DOCUMENT SECTION:
FastText Tutorial Section

FastText

Learn how Facebook's FastText improves upon Word2Vec by utilizing subword information (character n-grams) to handle Out-Of-Vocabulary words.

FastText: Subword Embeddings

Created by Facebook's AI Research (FAIR) lab in 2016, FastText is an extension of the Word2Vec model. While Word2Vec and GloVe treat every word as a distinct, atomic entity, FastText breaks words down into smaller pieces called character n-grams.

The Subword Breakdown Example

How does FastText view the word "apple" using an n-gram size of n=3?

FastText adds special boundary characters < and > to denote the beginning and end of a word.

Word: <apple>
N-grams (n=3): [ "<ap", "app", "ppl", "ple", "le>" ]

The final embedding for "apple" is the sum of the embeddings of all these little n-grams (plus the embedding for the whole word itself)!

Why is this Revolutionary?

  • Handles Typos: If a user types "appple", Word2Vec completely crashes because it has never seen that word. FastText succeeds because "appple" shares 80% of its subword n-grams with "apple".
  • Solves the OOV Problem: It can generate embeddings for Out-Of-Vocabulary (OOV) words it has never seen before, by summing their character parts.

WHAT THIS TASK INVOLVES:
Carry the FastText tutorial forward from its last bullet point, keeping the same style. The entries that come next are separate from the FastText tutorial.

DATA UNDER STUDY:
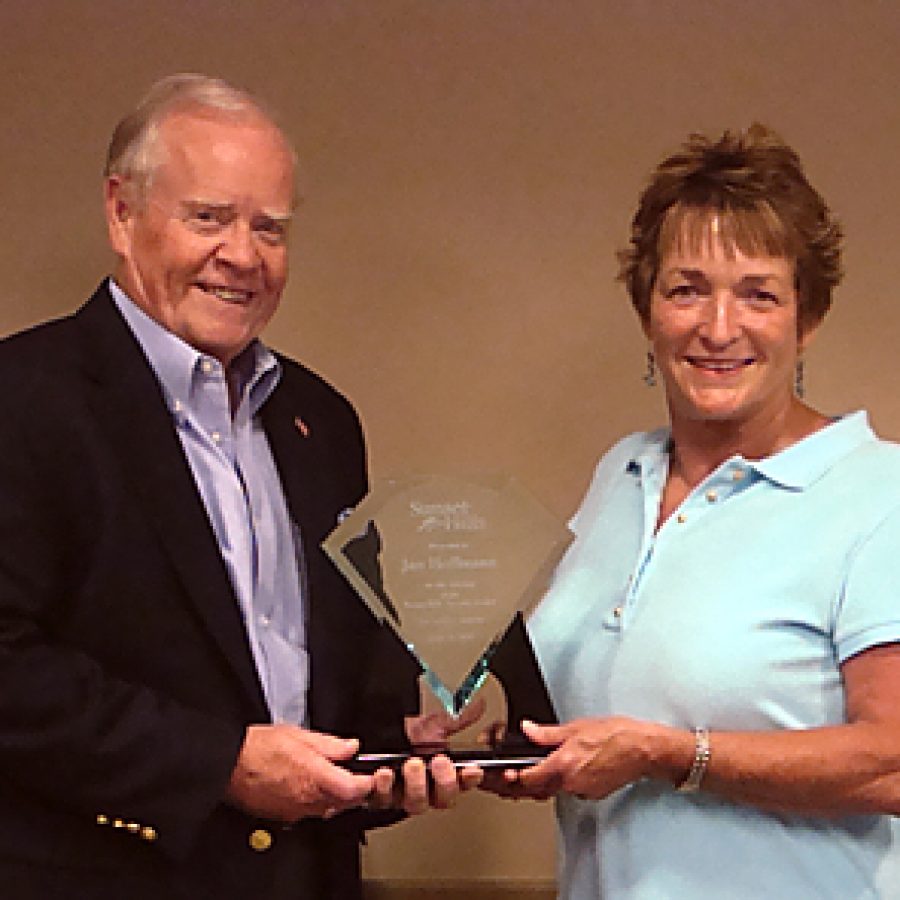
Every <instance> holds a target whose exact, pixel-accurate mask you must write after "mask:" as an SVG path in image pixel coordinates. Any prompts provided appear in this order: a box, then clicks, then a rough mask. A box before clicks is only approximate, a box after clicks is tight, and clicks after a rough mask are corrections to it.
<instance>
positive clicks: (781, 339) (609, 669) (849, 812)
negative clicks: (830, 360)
mask: <svg viewBox="0 0 900 900" xmlns="http://www.w3.org/2000/svg"><path fill="white" fill-rule="evenodd" d="M839 244H840V230H839V228H838V226H837V224H836V223H835V222H834V220H833V219H832V217H831V214H830V213H829V211H828V209H827V207H826V206H825V204H824V202H823V201H822V199H821V198H820V197H819V195H818V194H817V193H816V192H815V190H814V189H813V188H812V187H811V186H810V185H809V183H808V182H807V180H806V178H805V176H804V174H803V171H802V168H801V165H800V161H799V159H798V158H797V156H796V154H795V153H794V152H793V151H792V150H791V149H790V148H788V147H787V146H785V145H784V144H783V143H782V142H781V141H780V140H779V139H778V138H777V137H776V136H775V135H774V134H773V133H772V132H770V131H768V130H767V129H765V128H763V127H761V126H753V127H752V128H750V129H749V130H748V131H747V132H746V133H743V134H732V133H727V132H726V134H725V135H724V136H723V137H721V138H720V139H719V140H717V141H710V140H707V139H705V138H703V137H700V136H694V137H692V138H691V139H690V140H689V141H688V143H687V144H686V145H685V146H684V148H683V150H682V152H680V153H678V154H676V155H674V156H672V157H670V158H669V159H667V160H665V161H664V162H663V163H662V164H661V165H660V167H659V168H658V169H657V171H656V172H655V175H654V177H653V179H652V181H651V183H650V185H649V187H648V188H647V189H646V191H645V192H644V194H643V196H642V197H641V201H640V205H639V208H638V211H637V214H636V215H635V218H634V221H633V228H632V237H631V244H630V247H629V249H627V250H625V251H623V252H622V253H621V254H620V256H621V262H622V270H621V278H622V280H623V281H624V282H625V284H626V285H627V287H628V290H629V292H630V294H631V299H632V302H633V304H634V306H635V309H636V310H637V313H638V316H639V318H640V321H641V326H642V328H643V330H644V333H645V334H646V337H647V340H648V342H649V355H648V361H649V373H648V375H649V380H650V381H653V380H655V378H657V377H658V378H659V379H660V380H661V381H662V385H663V387H664V390H665V395H666V402H667V406H668V411H669V417H670V423H669V428H667V429H663V430H660V431H656V432H653V433H650V434H637V435H632V436H630V437H628V438H625V439H624V440H623V441H621V442H620V443H619V444H618V445H617V446H615V447H614V448H613V449H612V450H611V451H610V452H609V453H608V454H607V455H606V457H605V458H604V459H603V460H602V461H601V462H600V464H599V466H598V468H597V471H596V474H595V477H594V481H593V484H592V485H591V488H590V490H589V492H588V494H587V496H586V498H585V500H584V502H583V504H582V506H581V508H580V510H579V511H578V513H577V514H576V516H575V518H574V520H573V530H574V531H575V534H576V539H575V542H574V543H573V545H572V547H571V549H570V551H569V553H568V554H567V556H566V558H565V559H564V560H563V562H562V563H561V565H560V567H559V570H558V572H557V574H556V576H555V578H554V582H553V585H552V587H551V590H550V592H549V593H548V595H547V597H546V598H545V600H544V601H543V603H542V605H541V607H540V608H539V610H538V612H537V613H536V614H535V616H534V618H533V620H532V623H531V626H530V627H531V631H532V636H533V639H534V642H535V645H536V650H537V653H538V656H539V659H540V662H541V666H542V669H543V670H544V673H545V676H546V678H547V682H548V685H549V687H550V691H551V695H552V696H553V699H554V702H555V704H556V707H557V711H558V713H559V716H560V721H562V722H563V723H564V724H562V725H560V726H557V727H538V726H536V725H532V724H530V723H527V724H526V726H525V727H526V730H527V732H528V734H529V736H530V737H531V738H532V739H533V740H535V741H536V742H537V743H539V744H543V745H547V746H550V747H554V748H555V749H554V750H553V752H552V753H551V754H550V755H549V756H548V757H547V759H546V760H545V761H544V762H542V763H540V764H539V765H537V766H534V767H533V768H531V769H529V770H526V771H524V772H521V773H519V774H518V775H516V774H514V773H512V772H509V773H506V779H507V782H508V788H507V791H506V792H507V793H510V794H514V795H520V796H521V795H525V796H532V797H546V796H550V795H551V794H558V795H559V803H558V811H559V820H560V828H561V836H562V863H561V896H562V897H565V898H569V900H590V898H598V897H602V898H604V900H618V898H627V900H643V898H654V900H657V898H698V897H711V898H725V897H727V898H729V900H743V898H747V900H751V898H752V900H760V898H778V900H781V898H835V900H848V898H854V900H855V898H863V897H878V896H900V885H895V886H894V887H893V891H894V893H893V894H892V893H890V892H888V893H884V894H880V893H879V888H878V887H877V886H876V884H877V880H878V877H879V876H878V870H879V868H881V867H882V866H884V865H886V864H887V861H888V859H889V857H890V856H891V855H892V854H897V853H900V843H892V841H895V840H898V838H900V834H898V835H897V836H896V837H895V836H894V835H892V824H891V820H890V818H889V816H890V815H891V814H894V815H897V814H900V643H898V642H900V576H898V574H897V567H896V565H895V564H894V560H895V557H896V555H897V554H898V552H900V448H898V447H897V446H895V445H893V444H889V443H886V442H884V441H880V440H879V439H878V438H877V437H876V436H875V435H874V434H873V433H872V431H871V430H870V428H869V426H868V424H867V420H866V417H865V414H864V413H861V412H860V413H855V414H853V415H849V416H846V417H843V418H837V419H831V418H829V417H827V416H825V415H823V414H822V413H820V412H818V411H817V410H815V409H813V408H812V407H810V406H809V405H807V404H806V403H804V402H803V401H802V399H801V398H800V397H799V396H798V395H797V393H798V392H797V387H798V381H801V379H802V353H803V350H804V348H805V347H806V346H807V345H808V343H809V341H810V338H811V337H812V336H813V334H814V333H815V330H816V328H817V326H818V325H819V323H820V322H821V320H822V318H823V317H824V315H825V313H826V312H827V310H828V308H829V305H830V302H831V291H832V288H833V287H834V285H835V284H836V283H837V282H838V280H839V277H840V271H839V255H840V251H839Z"/></svg>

EXERCISE RESPONSE:
  • Great for Morphological Languages: Highly effective for languages like Turkish or Finnish where words are formed by gluing together many suffixes.
Gensim FastText Implementation
from gensim.models import FastText

corpus = [["hello", "world", "this", "is", "nlp"], 
          ["machine", "learning", "is", "awesome"]]

# Train FastText
# min_n and max_n control the character n-gram sizes
model = FastText(sentences=corpus, vector_size=10, 
                 window=3, min_count=1, min_n=3, max_n=6)

# The model has never seen "learnings", but it can 
# calculate a vector anyway based on "learn" + "ing" + "s"!
oov_word = "learnings"

# This works perfectly, unlike Word2Vec!
vector = model.wv[oov_word] 
print(f"Vector for {oov_word} generated successfully!")